→ **PAGE EXCERPT**
Brexit :Withdrawal Agreement Bill (WAB)

  • IASbaba
  • December 25, 2019
  • 0
UPSC Articles

INTERNATONAL RELATIONS

TOPIC: General Studies 2:

  • Bilateral, regional and global groupings and agreements involving India and/or affecting India’s interests
  • Effect of policies and politics of developed and developing countries on India’s interests, Indian Diaspora

Brexit :Withdrawal Agreement Bill (WAB)

  • Armed with its new majority, the Britain  government has published a revised version of its Withdrawal Agreement Bill (WAB) to ensure that it can take the UK out of the EU on 31 January.
  • The House of Commons voted 358-234 for the Withdrawal Agreement Bill. 

Key changes :

  • First, a new clause outlaws an extension to the standstill transition period that would expire on December 31, 2020. Following the announcement, the pound slid 1.1% against the dollar relative to the gains after the election results, reviving market anxiety. Besides the £33 billion settlement contained in the withdrawal deal, any extension after next December would entail additionally about €10 billion a year.
  • The bill dispenses with the need for parliamentary approval, for the government’s negotiating mandate as well as the final agreement on the country’s future relationship with the bloc .The provision risks sidestepping normal democratic channels for industries and trade unions to influence the shape of their future trading relations with the EU, worth an estimated £90 billion.
  • Bill guarantees on labour rights previously included in the withdrawal bill have been removed. This vindicates sceptics’ fears about a drift to a low-tax low-regulation U.K. economy after Brexit. Brussels is wary of granting these concessions to a major economy such as Britain.

→ **EXERCISES TO COMPLETE**
**a)** Can you print the Withdrawal Agreement Bill article from "INTERNATONAL RELATIONS" up to and including "on 31 January." without changing a word?
**b)** Could you write the next part of the Brexit Withdrawal Agreement Bill article, starting right after its last sentence?

→ **PROVIDED MATERIAL**
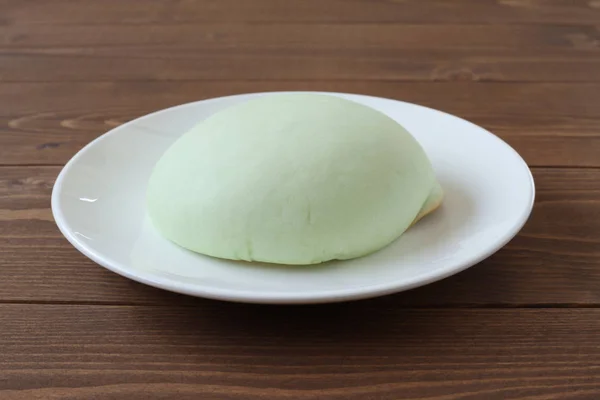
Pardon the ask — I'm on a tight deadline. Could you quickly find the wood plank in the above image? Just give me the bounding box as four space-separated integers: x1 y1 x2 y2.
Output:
0 23 600 82
0 167 600 307
0 0 600 26
0 81 600 167
0 47 600 82
0 301 600 400
0 23 600 50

→ **ANSWERS PER TASK**
**a)**
INTERNATONAL RELATIONS

TOPIC: General Studies 2:

  • Bilateral, regional and global groupings and agreements involving India and/or affecting India’s interests
  • Effect of policies and politics of developed and developing countries on India’s interests, Indian Diaspora

Brexit :Withdrawal Agreement Bill (WAB)

  • Armed with its new majority, the Britain  government has published a revised version of its Withdrawal Agreement Bill (WAB) to ensure that it can take the UK out of the EU on 31 January.

**b)**
Challenges ahead :

  • Northern Ireland will continue to remain within the EU jurisdiction after Brexit. 
  • The government will enforce customs checks for goods traded across the Irish Sea to the rest of the U.K., increasing costs for the bulk of small enterprises. 
  • The regulatory divergence within U.K. territory is the compromise London has conceded to protect the EU’s single market. 
  • The arrangement would maintain the existing soft border between Northern Ireland and the Republic of Ireland, which has underpinned the region’s tenuous peace since the 1998 Good Friday Agreement

Impact on India:

  • Direct impact on currency as it will weaken against dollar
  • Indian-based companies and investments in UK will suffer direct negative impact.
  • Gateway to Europe being closed, huge trade costs to be occurred in dealing with EU separately.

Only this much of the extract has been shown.